TEXT PASSAGE =
--- START ---

Healthful Eating: An apple a day? Why not five apples?
“Pic Healthy” app, MedHelp

A free iPhone app called Pic Healthy lets users take pictures of their meals, rate them as healthful or tasty or both, then share this information with friends and strangers. Users are also encouraged to rate the healthfulness of other people’s meals on a scale of one to five apples. “The ability to review the pictures of what you eat challenges you to become a healthier eater, and the social aspect of posting your photos for your friends and other followers to see and comment on adds that extra pressure to choose healthy foods,” says John de Souza, president and chief executive of the social network MedHelp, which helped create Pic Healthy. The photos are small and can be blurry, and people’s written descriptions aren’t always detailed, so you can end up rating an amorphous blob that may or may not be a baked potato. Pic Healthy also works with the iPad and iPod Touch.

Mind matters: What your shrink really thinks
“Shrink Rap: Three Psychiatrists Explain Their Work,” (Johns Hopkins University Press, $19.95)

The HBO series “In Treatment” is between seasons, leaving a void for therapy voyeurs. Luckily, there’s “Shrink Rap,” in which three area psychiatrists dish about their field. The book is a spinoff of a blog that Dinah Miller, Annette Hanson and Steven Roy Daviss created five years ago; it later became the podcast “My Three Shrinks.” The doctors, who are affiliated with such local institutions as Johns Hopkins Hospital and the University of Maryland, discuss psychiatric medications, involuntary hospitalizations and the business of psychiatry, among other topics, with compelling patient vignettes. Though the writing is more formal than their breezy, witty banter on the blog and podcast (bound to happen), it’s a fascinating peek into the minds of those who study minds.

--- END ---

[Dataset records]
--- START ---

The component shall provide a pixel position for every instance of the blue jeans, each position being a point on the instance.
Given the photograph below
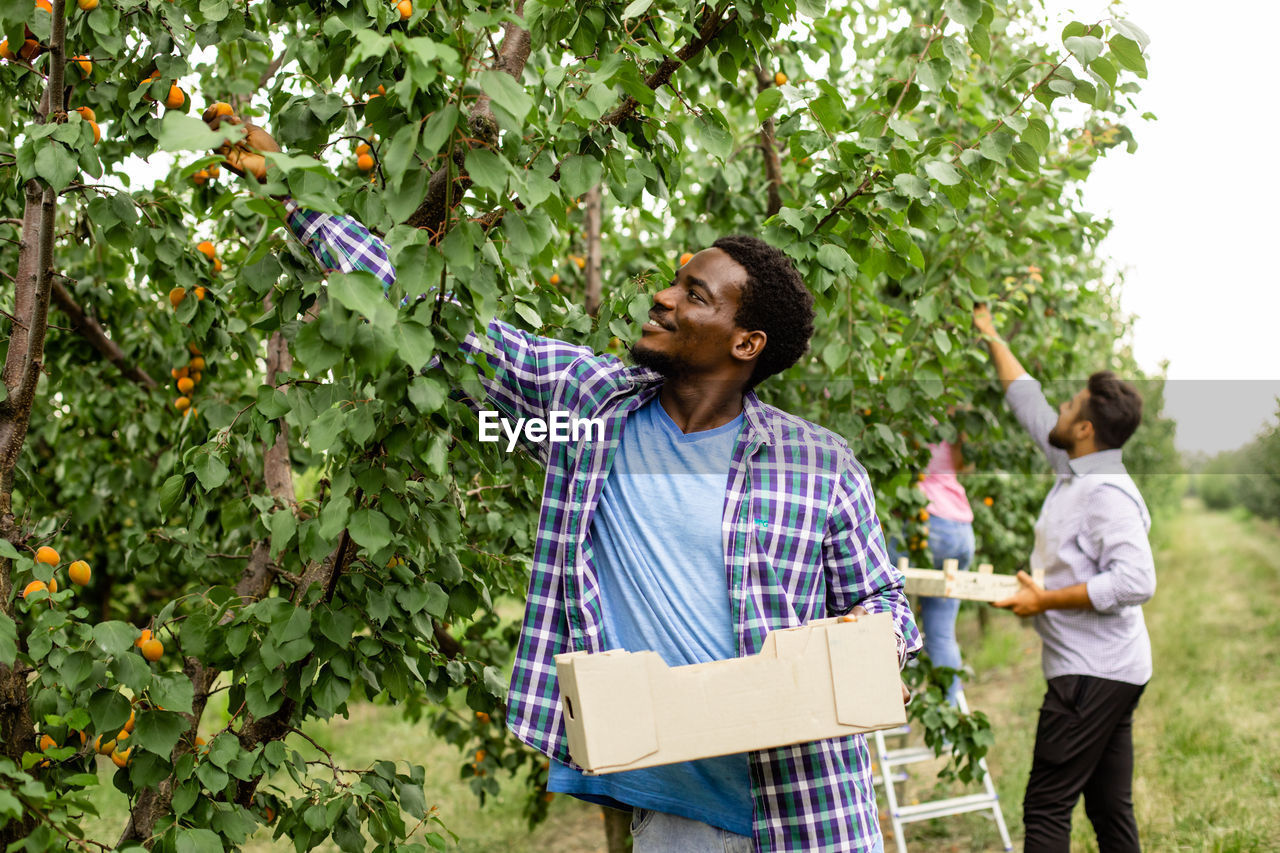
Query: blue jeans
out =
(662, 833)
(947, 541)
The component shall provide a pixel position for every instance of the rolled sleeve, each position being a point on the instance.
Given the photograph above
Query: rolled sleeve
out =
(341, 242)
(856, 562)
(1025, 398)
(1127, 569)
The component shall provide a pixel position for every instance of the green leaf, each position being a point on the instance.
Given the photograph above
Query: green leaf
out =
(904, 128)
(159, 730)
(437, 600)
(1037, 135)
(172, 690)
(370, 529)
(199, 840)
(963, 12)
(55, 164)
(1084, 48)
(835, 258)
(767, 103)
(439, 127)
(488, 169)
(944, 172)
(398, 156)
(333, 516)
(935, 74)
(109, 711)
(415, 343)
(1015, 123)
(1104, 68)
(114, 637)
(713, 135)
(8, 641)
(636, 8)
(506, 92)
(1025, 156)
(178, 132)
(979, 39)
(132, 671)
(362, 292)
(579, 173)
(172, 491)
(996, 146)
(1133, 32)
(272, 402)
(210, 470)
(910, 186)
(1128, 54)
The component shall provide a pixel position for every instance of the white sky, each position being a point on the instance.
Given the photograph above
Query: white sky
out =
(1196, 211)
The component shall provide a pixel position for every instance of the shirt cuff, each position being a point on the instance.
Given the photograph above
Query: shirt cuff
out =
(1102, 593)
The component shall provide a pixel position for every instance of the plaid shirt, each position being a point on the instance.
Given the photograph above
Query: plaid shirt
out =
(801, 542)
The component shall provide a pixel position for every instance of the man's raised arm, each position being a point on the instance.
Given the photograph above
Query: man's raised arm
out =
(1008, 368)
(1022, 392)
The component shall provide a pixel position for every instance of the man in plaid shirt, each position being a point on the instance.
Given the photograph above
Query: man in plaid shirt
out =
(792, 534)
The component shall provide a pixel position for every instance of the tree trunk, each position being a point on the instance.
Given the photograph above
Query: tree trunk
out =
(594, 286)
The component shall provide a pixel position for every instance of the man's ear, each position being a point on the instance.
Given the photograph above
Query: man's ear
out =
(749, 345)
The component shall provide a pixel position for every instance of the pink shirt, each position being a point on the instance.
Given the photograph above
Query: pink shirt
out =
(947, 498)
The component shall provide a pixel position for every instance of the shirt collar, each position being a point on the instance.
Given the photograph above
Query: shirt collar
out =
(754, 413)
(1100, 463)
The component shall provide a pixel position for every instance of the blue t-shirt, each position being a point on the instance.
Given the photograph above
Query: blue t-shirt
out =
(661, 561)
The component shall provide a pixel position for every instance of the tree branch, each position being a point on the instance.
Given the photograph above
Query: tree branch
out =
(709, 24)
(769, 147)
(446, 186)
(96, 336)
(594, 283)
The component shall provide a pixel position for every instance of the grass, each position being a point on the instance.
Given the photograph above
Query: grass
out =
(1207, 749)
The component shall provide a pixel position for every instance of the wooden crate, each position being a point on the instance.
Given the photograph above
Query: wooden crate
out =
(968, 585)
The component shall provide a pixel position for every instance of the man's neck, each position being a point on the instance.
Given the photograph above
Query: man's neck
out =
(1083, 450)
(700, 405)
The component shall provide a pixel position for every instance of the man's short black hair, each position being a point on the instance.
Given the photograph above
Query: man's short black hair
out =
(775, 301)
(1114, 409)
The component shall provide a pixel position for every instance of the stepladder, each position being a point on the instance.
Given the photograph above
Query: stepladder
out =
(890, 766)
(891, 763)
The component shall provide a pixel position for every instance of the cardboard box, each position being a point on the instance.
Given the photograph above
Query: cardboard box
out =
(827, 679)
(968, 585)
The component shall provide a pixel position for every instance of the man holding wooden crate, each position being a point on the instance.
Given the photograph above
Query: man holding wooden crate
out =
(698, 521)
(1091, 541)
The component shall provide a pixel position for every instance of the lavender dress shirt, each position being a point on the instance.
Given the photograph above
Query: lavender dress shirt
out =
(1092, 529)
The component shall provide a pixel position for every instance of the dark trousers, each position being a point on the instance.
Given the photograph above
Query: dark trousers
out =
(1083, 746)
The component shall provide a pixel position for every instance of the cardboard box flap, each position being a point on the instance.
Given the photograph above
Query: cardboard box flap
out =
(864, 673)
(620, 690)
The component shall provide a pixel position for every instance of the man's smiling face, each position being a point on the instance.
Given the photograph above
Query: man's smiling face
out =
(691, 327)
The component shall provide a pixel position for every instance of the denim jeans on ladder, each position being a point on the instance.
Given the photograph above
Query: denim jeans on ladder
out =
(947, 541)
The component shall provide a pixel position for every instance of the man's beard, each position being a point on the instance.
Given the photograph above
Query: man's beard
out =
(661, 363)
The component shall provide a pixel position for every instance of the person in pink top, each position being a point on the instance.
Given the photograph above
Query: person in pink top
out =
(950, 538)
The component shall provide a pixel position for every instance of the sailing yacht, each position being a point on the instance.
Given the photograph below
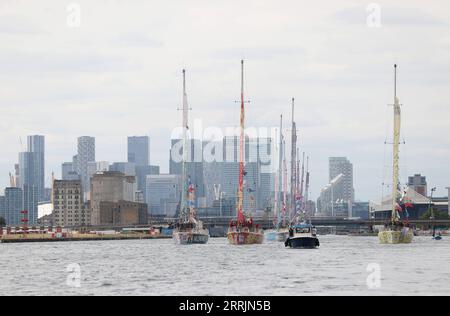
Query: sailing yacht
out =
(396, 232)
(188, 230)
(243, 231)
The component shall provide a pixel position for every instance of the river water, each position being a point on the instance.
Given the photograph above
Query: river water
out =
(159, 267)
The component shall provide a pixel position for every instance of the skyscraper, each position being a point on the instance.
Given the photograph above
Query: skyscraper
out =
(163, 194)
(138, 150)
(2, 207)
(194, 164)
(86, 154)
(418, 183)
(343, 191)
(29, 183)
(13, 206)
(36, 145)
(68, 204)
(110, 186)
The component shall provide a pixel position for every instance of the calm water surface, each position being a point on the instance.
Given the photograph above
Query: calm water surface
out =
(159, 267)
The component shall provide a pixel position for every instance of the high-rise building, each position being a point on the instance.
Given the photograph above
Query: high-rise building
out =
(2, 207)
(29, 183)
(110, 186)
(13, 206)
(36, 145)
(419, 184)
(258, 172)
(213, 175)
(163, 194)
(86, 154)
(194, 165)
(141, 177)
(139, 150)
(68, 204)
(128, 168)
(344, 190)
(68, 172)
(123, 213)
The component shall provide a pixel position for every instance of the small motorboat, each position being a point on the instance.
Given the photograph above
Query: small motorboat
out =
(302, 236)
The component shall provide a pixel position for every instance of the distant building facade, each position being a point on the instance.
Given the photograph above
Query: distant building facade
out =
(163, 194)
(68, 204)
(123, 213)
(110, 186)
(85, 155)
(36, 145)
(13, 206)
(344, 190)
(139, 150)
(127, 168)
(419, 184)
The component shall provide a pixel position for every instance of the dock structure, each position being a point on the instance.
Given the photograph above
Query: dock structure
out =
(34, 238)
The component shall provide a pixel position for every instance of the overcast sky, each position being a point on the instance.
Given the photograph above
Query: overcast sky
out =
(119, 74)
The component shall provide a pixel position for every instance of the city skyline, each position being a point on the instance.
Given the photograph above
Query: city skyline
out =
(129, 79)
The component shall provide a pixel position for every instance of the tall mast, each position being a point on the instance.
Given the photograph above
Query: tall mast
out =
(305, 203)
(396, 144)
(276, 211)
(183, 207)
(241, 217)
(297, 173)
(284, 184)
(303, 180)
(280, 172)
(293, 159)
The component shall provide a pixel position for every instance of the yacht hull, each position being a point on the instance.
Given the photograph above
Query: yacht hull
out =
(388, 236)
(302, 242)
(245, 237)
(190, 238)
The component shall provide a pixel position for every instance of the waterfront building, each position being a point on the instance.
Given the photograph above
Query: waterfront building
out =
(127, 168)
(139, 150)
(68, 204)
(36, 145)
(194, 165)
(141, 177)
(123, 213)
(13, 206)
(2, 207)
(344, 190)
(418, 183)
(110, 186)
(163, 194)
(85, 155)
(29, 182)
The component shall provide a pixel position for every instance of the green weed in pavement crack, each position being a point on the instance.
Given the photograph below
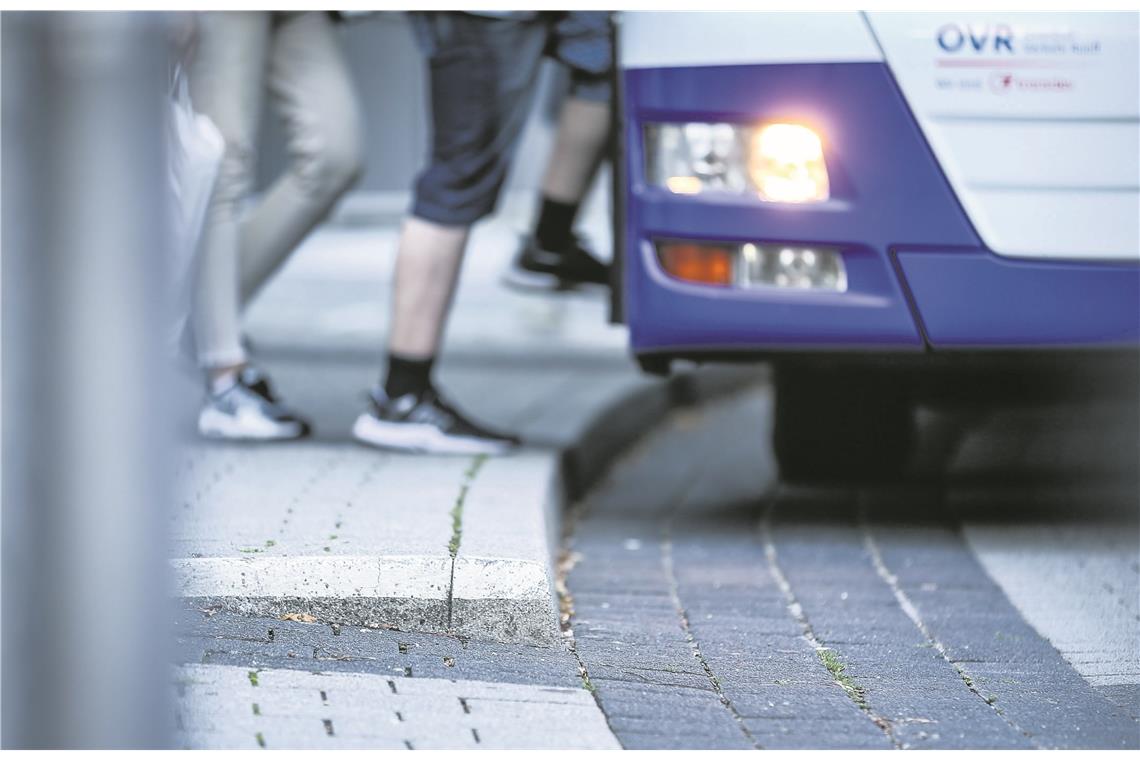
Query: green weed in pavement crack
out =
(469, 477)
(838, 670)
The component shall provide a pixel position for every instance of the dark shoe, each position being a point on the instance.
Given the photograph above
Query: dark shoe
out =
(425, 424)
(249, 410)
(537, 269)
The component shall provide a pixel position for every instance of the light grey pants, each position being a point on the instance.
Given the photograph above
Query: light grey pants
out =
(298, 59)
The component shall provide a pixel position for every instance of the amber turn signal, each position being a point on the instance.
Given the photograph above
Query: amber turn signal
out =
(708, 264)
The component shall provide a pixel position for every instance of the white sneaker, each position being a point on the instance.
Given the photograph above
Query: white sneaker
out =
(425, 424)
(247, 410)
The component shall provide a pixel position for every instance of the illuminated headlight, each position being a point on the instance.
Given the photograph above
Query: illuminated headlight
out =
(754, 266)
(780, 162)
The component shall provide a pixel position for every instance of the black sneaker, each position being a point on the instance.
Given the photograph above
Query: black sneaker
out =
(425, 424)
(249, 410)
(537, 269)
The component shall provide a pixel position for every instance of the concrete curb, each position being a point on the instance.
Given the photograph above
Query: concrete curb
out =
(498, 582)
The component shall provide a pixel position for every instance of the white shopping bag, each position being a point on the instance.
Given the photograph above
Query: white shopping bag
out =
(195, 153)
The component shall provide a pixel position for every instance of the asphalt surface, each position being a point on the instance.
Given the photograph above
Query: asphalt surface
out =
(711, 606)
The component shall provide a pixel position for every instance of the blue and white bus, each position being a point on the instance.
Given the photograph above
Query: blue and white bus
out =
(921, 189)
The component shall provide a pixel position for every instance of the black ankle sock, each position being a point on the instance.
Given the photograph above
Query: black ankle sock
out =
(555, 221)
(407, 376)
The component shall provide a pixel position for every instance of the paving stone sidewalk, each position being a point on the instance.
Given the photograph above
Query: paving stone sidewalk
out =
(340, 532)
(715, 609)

--- END ---

QUESTIONS TO ANSWER =
1. In the text passage, on what scale are Pic Healthy users encouraged to rate the healthfulness of other people's meals?
2. Repeat the part of the text passage between "The HBO series" and "who study minds.", inclusive.

EXERCISE ANSWERS =
1. On a scale of one to five apples.

2.
The HBO series “In Treatment” is between seasons, leaving a void for therapy voyeurs. Luckily, there’s “Shrink Rap,” in which three area psychiatrists dish about their field. The book is a spinoff of a blog that Dinah Miller, Annette Hanson and Steven Roy Daviss created five years ago; it later became the podcast “My Three Shrinks.” The doctors, who are affiliated with such local institutions as Johns Hopkins Hospital and the University of Maryland, discuss psychiatric medications, involuntary hospitalizations and the business of psychiatry, among other topics, with compelling patient vignettes. Though the writing is more formal than their breezy, witty banter on the blog and podcast (bound to happen), it’s a fascinating peek into the minds of those who study minds.